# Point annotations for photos

=-=-=

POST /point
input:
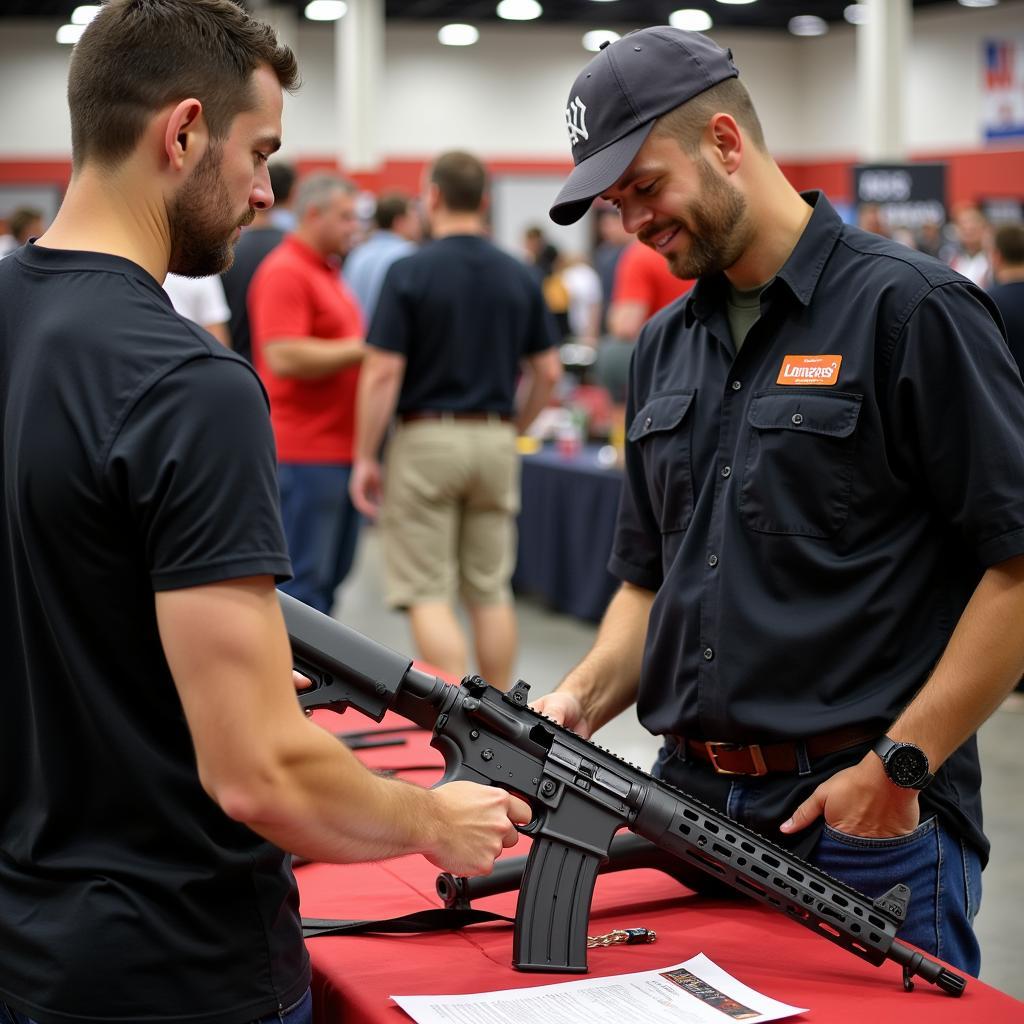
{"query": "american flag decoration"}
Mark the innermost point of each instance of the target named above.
(1003, 90)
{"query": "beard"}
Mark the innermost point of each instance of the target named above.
(202, 235)
(716, 224)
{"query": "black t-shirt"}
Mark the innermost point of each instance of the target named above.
(131, 440)
(249, 253)
(464, 314)
(1010, 299)
(815, 510)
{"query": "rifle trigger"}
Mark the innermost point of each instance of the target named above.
(895, 902)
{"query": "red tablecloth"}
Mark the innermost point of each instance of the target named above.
(354, 975)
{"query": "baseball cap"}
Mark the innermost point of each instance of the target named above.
(619, 95)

=-=-=

# What is expected
Shift every answer coordinate in the records above by subtracting 125 from each x and y value, then write out all the lines again, including the requests. Don't include the pictures.

# Response
POST /point
input:
{"query": "american flag decoration"}
Mark the innermost point of each instance of the target named above.
(878, -35)
{"query": "beard"}
Mark the innermost point of each instance of the target named above.
(77, 110)
(591, 99)
{"query": "black t-shirt"}
Mark the innermost point of each instance of the target named above.
(6, 315)
(124, 128)
(339, 189)
(885, 174)
(690, 385)
{"query": "rifle trigger"}
Mark the innermost point of each instance of the target named above.
(770, 777)
{"query": "red tablecloth"}
Mark the innermost point of each instance of the target named above.
(229, 850)
{"query": "baseball cap"}
Mark the innermost point of each instance of the target named above.
(494, -30)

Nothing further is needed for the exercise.